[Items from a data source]

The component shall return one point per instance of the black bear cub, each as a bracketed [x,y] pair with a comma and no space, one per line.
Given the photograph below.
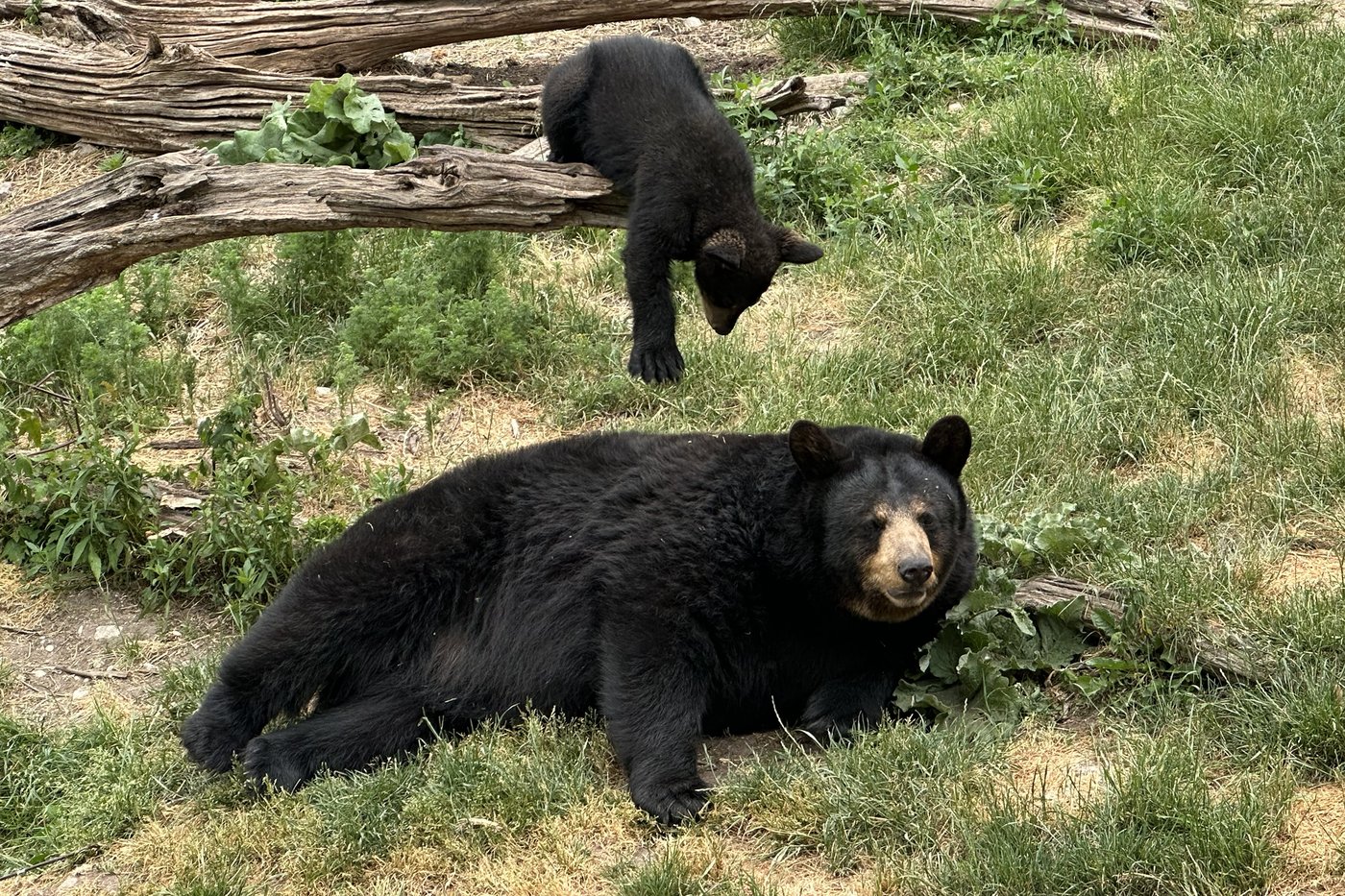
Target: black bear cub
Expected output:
[681,584]
[639,111]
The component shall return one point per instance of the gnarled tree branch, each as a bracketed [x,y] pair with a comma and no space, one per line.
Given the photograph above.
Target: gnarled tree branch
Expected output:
[177,97]
[329,36]
[86,235]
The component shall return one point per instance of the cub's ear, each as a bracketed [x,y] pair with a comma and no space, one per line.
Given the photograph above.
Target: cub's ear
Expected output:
[948,444]
[797,251]
[817,453]
[725,245]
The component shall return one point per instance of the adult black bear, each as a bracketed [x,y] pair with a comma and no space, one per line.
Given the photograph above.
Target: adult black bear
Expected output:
[681,584]
[639,111]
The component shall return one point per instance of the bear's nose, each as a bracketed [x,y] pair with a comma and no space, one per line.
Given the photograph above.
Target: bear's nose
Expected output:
[915,569]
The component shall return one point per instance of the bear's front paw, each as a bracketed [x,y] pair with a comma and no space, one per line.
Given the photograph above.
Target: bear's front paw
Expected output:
[656,363]
[211,739]
[268,759]
[672,802]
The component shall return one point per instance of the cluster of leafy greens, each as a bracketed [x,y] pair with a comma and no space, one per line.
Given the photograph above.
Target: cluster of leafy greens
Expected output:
[339,124]
[87,510]
[991,654]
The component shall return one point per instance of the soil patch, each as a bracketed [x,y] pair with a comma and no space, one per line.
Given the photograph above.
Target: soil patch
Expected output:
[69,654]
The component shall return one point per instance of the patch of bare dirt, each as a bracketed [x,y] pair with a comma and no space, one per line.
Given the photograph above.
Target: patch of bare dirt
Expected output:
[1317,390]
[721,755]
[524,60]
[1187,453]
[67,654]
[1313,842]
[1307,568]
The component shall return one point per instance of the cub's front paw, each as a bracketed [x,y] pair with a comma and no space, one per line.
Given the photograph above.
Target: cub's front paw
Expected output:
[672,802]
[271,759]
[656,363]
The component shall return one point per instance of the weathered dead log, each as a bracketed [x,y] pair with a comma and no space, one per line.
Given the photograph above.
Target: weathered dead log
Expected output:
[177,97]
[352,36]
[86,235]
[1223,654]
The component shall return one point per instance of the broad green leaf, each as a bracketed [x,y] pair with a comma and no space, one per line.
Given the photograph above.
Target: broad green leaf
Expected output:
[1060,644]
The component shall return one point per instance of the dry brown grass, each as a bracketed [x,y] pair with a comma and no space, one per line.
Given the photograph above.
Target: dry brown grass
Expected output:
[1315,389]
[1313,842]
[47,173]
[1308,568]
[1059,770]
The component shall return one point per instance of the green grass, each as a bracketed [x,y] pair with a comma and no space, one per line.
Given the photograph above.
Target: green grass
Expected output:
[1125,267]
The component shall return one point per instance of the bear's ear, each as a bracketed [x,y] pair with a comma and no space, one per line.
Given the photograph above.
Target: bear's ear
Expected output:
[797,251]
[817,453]
[948,444]
[725,245]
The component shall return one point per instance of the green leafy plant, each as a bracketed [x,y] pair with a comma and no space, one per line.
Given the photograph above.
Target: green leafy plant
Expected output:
[20,141]
[990,654]
[1038,20]
[78,512]
[339,124]
[244,543]
[443,316]
[94,352]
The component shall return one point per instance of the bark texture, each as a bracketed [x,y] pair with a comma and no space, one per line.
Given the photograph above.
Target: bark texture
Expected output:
[175,97]
[172,97]
[86,235]
[1223,654]
[329,36]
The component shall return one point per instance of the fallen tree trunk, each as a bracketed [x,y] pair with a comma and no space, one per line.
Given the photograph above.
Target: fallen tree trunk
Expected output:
[1223,654]
[175,97]
[178,97]
[86,235]
[331,36]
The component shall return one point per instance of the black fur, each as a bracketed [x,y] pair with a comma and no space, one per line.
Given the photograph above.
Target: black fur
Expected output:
[679,584]
[639,111]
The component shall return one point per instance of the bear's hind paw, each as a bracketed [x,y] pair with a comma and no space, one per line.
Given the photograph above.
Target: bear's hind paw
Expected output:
[672,804]
[269,762]
[656,363]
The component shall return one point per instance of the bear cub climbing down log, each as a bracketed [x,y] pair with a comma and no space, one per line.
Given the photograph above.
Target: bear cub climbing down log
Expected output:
[639,111]
[681,584]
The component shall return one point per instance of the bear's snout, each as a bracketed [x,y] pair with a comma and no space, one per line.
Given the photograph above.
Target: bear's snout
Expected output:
[721,319]
[917,568]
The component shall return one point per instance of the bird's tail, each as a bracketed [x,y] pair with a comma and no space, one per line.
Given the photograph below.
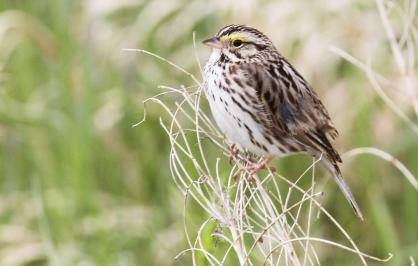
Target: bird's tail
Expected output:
[333,168]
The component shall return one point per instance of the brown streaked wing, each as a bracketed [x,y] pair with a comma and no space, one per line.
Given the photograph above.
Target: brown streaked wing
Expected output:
[293,107]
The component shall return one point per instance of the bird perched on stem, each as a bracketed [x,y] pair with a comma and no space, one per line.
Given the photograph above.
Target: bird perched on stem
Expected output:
[263,105]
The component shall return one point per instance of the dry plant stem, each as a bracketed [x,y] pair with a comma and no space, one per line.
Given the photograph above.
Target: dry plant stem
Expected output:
[387,157]
[405,64]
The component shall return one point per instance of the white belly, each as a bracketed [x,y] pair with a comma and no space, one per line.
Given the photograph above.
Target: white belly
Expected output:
[237,125]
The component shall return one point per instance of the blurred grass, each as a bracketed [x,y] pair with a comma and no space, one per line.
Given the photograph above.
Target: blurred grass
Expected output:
[80,186]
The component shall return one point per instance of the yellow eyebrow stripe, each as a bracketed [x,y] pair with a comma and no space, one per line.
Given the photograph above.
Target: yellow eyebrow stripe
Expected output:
[233,37]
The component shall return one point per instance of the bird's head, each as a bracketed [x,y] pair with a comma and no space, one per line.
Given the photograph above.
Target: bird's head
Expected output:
[239,43]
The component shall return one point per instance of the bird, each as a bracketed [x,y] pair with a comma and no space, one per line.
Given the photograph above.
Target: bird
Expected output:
[264,106]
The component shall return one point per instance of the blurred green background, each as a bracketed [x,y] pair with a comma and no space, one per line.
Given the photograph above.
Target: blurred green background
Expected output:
[81,186]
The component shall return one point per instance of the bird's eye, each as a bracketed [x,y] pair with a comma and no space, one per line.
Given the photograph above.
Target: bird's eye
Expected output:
[237,43]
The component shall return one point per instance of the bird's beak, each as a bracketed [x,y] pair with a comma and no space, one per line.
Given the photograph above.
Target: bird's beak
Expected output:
[213,42]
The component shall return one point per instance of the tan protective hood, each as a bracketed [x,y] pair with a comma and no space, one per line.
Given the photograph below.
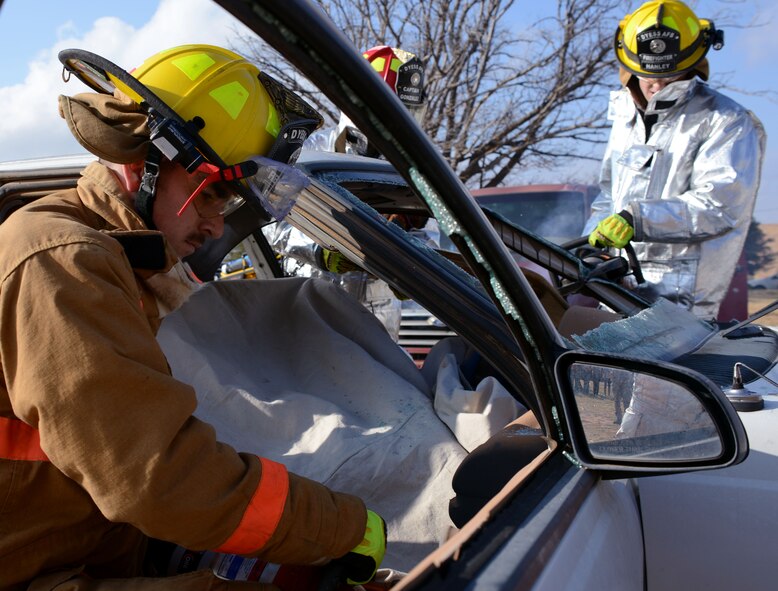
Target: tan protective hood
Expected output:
[112,127]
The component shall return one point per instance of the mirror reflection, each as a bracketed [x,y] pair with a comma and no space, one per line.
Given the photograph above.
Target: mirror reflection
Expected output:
[627,414]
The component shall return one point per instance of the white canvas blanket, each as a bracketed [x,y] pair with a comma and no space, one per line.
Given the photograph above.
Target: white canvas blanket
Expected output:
[296,371]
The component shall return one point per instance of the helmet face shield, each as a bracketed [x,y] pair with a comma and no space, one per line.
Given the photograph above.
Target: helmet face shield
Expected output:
[664,38]
[208,107]
[275,185]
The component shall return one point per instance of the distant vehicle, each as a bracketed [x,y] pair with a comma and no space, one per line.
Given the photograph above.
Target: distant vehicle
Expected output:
[770,282]
[559,213]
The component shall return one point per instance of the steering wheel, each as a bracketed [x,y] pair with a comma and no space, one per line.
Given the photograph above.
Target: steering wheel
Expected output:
[602,264]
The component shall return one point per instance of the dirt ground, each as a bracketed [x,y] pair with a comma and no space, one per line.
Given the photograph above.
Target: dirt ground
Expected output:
[758,299]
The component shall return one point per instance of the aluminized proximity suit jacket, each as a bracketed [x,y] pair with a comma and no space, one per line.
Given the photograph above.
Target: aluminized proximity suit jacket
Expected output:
[98,445]
[690,184]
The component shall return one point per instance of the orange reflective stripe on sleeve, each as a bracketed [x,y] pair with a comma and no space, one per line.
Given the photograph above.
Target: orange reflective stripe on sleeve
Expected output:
[262,513]
[19,441]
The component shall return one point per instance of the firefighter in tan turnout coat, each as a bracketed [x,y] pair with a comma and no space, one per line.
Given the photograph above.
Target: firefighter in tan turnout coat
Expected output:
[99,451]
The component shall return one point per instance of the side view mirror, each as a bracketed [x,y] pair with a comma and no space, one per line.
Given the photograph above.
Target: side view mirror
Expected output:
[633,417]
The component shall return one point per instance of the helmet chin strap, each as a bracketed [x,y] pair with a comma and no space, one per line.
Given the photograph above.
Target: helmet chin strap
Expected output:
[144,199]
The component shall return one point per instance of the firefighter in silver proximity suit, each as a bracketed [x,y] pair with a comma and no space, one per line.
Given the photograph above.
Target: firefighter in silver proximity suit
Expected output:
[682,167]
[404,73]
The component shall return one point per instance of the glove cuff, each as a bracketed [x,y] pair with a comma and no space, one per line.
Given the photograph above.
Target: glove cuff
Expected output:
[627,217]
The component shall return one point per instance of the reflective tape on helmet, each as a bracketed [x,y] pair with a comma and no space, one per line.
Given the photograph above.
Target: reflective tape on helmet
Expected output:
[263,512]
[194,66]
[20,441]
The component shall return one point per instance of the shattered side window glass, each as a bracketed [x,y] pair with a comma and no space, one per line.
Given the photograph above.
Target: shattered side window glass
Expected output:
[662,332]
[335,182]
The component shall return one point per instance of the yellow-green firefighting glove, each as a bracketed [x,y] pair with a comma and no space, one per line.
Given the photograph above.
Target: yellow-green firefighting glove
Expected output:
[363,561]
[615,230]
[334,262]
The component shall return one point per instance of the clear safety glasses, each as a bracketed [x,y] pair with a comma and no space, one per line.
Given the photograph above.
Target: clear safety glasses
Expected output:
[275,184]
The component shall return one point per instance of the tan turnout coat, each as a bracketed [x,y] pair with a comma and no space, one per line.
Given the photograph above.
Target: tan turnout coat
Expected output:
[122,456]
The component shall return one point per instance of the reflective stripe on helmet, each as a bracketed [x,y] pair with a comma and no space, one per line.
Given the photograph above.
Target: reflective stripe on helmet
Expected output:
[263,512]
[20,441]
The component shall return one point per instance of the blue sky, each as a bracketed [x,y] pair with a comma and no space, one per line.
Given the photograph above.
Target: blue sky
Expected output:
[32,32]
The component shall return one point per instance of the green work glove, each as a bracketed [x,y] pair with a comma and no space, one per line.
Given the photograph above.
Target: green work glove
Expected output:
[334,262]
[363,561]
[615,230]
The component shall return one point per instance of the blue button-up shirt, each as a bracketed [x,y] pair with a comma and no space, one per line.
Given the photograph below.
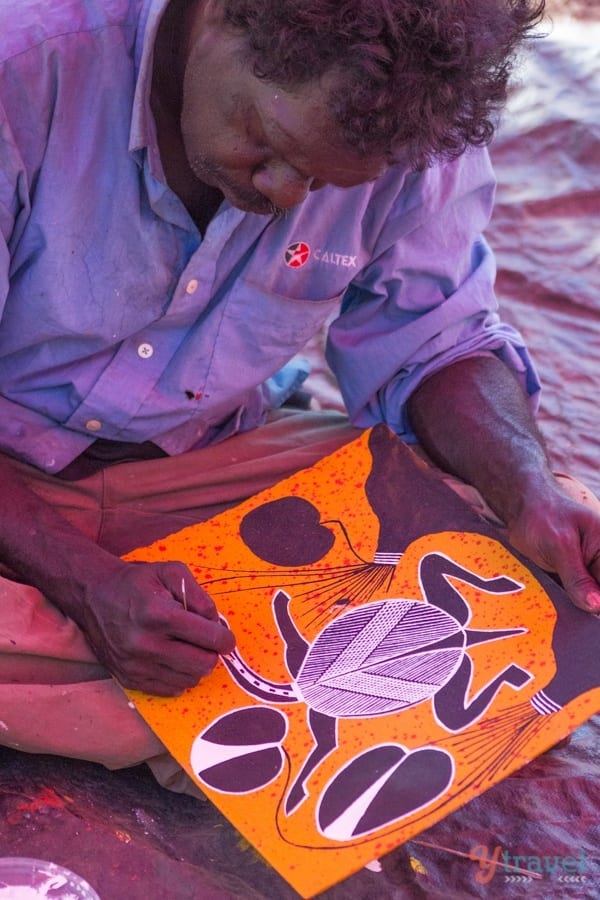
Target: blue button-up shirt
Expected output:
[119,320]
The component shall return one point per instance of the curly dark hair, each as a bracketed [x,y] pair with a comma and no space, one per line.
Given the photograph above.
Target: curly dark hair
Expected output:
[429,76]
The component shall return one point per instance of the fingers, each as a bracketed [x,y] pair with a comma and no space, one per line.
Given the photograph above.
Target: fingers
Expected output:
[582,589]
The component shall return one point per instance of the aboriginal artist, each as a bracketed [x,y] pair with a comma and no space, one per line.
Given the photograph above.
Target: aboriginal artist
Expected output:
[189,190]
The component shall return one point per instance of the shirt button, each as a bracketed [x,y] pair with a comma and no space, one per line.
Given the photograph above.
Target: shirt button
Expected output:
[145,351]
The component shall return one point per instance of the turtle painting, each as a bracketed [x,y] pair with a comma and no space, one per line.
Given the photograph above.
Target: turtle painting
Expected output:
[382,657]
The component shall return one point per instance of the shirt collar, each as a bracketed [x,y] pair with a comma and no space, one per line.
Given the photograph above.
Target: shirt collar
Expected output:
[143,130]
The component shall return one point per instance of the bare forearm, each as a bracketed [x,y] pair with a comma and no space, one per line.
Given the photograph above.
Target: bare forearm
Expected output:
[128,612]
[473,420]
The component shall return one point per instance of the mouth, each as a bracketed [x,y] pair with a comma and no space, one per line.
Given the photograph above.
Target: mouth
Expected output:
[245,198]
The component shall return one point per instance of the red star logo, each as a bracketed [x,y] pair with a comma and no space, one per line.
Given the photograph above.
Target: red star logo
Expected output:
[297,255]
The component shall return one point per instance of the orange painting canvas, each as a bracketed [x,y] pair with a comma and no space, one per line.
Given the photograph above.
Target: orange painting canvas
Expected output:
[395,657]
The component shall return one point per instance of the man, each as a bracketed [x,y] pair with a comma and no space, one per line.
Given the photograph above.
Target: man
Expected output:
[187,191]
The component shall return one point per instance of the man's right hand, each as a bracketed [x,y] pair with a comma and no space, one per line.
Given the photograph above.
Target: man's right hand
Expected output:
[138,628]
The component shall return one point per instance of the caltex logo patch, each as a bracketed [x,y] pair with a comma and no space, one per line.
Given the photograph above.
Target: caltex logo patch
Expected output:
[297,255]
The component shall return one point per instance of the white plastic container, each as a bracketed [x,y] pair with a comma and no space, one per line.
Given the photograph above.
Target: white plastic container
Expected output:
[33,879]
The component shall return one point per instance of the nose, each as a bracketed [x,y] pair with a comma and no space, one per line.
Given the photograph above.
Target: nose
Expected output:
[280,183]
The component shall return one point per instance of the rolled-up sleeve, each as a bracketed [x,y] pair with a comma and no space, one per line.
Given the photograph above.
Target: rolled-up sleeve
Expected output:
[426,299]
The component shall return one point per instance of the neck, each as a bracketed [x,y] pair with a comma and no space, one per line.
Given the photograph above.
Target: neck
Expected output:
[170,56]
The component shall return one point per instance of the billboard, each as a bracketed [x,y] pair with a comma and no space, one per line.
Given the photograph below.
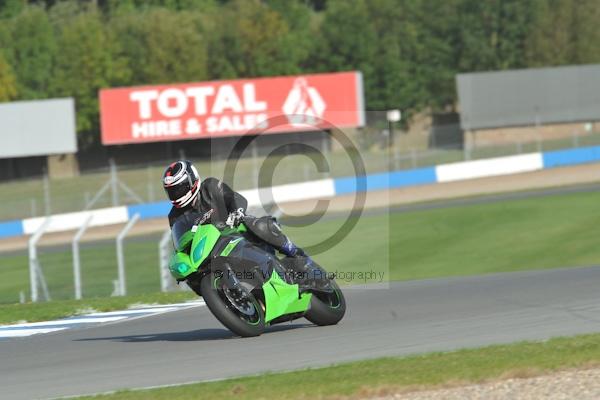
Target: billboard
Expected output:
[230,108]
[37,128]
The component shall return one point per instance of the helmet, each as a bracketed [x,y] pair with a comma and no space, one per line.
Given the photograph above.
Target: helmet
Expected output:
[182,183]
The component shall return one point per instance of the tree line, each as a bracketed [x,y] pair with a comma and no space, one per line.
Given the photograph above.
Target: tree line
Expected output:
[409,51]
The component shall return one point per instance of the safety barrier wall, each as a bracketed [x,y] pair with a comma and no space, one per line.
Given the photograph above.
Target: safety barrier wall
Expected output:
[325,188]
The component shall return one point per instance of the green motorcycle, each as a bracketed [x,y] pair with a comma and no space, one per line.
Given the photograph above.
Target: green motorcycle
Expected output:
[244,284]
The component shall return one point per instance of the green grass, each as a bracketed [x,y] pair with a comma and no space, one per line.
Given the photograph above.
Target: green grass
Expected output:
[10,313]
[535,233]
[389,375]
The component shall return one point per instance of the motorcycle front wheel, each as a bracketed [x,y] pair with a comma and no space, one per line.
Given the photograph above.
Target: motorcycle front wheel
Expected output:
[239,312]
[327,307]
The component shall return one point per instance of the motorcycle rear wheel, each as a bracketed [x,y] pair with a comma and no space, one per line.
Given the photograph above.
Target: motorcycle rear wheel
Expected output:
[244,318]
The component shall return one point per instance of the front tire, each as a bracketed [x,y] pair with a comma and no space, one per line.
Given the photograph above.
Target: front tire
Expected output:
[327,308]
[245,320]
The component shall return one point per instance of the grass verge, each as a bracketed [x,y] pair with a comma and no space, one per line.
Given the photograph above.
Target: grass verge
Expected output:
[31,312]
[371,378]
[512,235]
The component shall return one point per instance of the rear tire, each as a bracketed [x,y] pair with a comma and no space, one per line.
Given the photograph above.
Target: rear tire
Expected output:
[213,292]
[327,308]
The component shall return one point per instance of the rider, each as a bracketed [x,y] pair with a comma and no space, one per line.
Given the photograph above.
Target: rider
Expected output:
[218,204]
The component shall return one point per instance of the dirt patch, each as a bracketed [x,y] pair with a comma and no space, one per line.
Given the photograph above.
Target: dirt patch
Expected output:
[574,384]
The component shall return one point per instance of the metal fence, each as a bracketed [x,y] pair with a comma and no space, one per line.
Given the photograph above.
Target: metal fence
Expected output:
[118,185]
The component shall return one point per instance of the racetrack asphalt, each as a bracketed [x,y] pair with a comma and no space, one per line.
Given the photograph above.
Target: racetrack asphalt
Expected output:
[382,320]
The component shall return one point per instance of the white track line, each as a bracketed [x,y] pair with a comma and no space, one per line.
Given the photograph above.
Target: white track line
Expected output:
[34,328]
[70,321]
[27,332]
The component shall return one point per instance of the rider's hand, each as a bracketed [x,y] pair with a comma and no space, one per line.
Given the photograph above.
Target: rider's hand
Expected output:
[235,218]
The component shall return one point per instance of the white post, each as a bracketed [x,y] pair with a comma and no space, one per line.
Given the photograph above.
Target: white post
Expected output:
[114,182]
[76,259]
[120,255]
[33,259]
[163,251]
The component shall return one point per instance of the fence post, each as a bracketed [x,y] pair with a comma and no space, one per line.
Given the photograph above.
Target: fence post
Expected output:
[46,185]
[114,182]
[34,267]
[76,259]
[121,256]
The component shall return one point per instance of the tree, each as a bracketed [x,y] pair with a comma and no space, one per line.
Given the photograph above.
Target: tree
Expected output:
[89,60]
[564,32]
[348,41]
[248,39]
[34,49]
[162,46]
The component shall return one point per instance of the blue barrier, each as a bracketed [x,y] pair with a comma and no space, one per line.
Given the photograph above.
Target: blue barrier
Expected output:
[562,158]
[381,181]
[151,210]
[11,228]
[386,180]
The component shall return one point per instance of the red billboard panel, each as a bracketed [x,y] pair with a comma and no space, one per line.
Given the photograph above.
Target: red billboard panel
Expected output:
[231,108]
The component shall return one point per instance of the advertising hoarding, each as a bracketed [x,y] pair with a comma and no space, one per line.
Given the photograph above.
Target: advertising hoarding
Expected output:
[230,108]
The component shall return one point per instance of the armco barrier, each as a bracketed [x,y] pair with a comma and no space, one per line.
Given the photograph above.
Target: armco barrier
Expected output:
[385,180]
[11,228]
[563,158]
[326,188]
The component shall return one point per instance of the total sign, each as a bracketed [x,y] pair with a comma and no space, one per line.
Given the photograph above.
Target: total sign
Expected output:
[231,108]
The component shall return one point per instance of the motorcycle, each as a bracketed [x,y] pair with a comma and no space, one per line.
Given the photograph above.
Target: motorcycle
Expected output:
[244,284]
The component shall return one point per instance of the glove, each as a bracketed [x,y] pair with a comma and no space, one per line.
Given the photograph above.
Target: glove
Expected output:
[235,218]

## Task requirements
Each line that contains the string "total" counts once; report how many such lines the entries have, giving only the number.

## Task answer
2